> _Information shown_
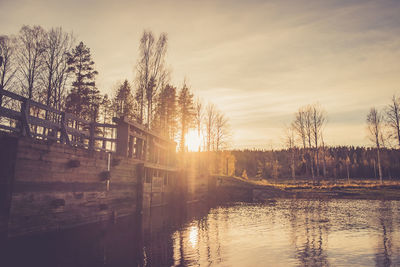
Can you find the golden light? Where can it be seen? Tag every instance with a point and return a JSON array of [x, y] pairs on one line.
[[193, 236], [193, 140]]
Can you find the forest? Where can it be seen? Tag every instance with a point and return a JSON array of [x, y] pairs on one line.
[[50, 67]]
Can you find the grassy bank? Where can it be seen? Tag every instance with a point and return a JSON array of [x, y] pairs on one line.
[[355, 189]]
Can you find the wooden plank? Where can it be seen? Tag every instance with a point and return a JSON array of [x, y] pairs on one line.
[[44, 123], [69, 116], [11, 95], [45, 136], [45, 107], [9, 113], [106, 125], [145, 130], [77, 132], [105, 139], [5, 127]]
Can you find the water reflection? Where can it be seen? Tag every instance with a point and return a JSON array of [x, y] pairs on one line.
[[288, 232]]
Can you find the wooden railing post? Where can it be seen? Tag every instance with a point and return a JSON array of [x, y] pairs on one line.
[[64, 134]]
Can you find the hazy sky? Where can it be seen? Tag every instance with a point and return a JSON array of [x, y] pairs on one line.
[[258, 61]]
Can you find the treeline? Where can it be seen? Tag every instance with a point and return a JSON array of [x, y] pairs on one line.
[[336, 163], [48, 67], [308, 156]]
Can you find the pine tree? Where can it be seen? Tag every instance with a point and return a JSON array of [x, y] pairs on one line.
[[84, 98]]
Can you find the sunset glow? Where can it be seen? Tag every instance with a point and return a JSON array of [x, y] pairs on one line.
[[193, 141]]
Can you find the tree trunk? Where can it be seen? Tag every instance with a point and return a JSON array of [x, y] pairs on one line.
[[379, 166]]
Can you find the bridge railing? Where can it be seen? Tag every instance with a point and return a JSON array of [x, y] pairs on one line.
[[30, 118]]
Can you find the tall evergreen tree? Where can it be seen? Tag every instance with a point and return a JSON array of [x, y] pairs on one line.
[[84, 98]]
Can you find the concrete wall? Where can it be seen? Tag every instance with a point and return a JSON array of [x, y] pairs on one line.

> _Task to complete_
Copy out word for word the lines between the one holding "Can you find the grassy" and the one holding "[[258, 61]]", inclusive.

> _Exercise answer_
Can you find the grassy bank? Where can it be seen? Tag every instance with a point and return a JSON array of [x, y] pairs on one line.
[[355, 189]]
Can you find the wooden plank? Where can it be seen? Tag every instance with a point and return a JSON array of [x, y] pairs on one line.
[[44, 123], [69, 116], [11, 95], [45, 136], [45, 107], [9, 113], [106, 125], [145, 130], [77, 132], [105, 139], [5, 127]]
Can you find the water reflection? Where can it be seen? Tag every instance with a point and return a JSON array of [x, y] pairs on one line.
[[288, 232]]
Can you find the wooden railing post? Where can it be seen? Tag every instance with a point and return a JSON array of [x, y] pairs on one line.
[[64, 134]]
Can you find the hazy sky? Where can it be seen? Tag every instance with a point and return a JSON array of [x, y] pairs on one line.
[[258, 61]]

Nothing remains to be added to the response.